Your instructions - Swap "detection" for "match" throughout the data below, keeping everything else unchanged, and leave out the pictures when you write the lines back.

Entries on locating named things -
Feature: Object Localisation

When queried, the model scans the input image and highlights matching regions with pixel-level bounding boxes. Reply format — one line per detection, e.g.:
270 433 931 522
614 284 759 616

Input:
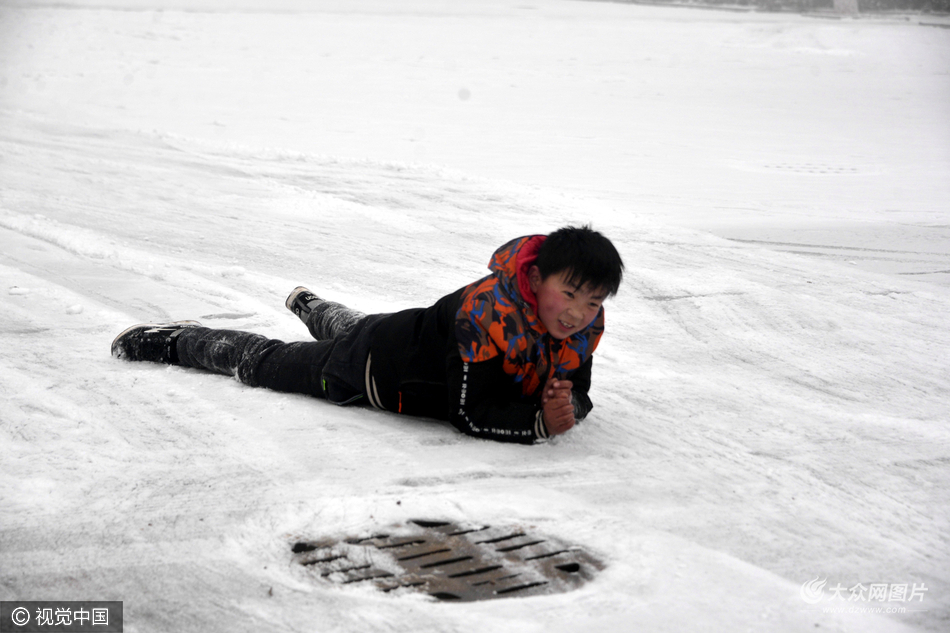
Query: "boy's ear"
528 266 542 294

Problem solution -
Feature: Object Localisation

When queried, the model scans the input image and highlights matching regions with pixel-level bounding boxes. Reply format — one line per match, e.g.:
270 433 931 522
614 284 759 616

Input:
Query: "boy's ear"
528 266 542 294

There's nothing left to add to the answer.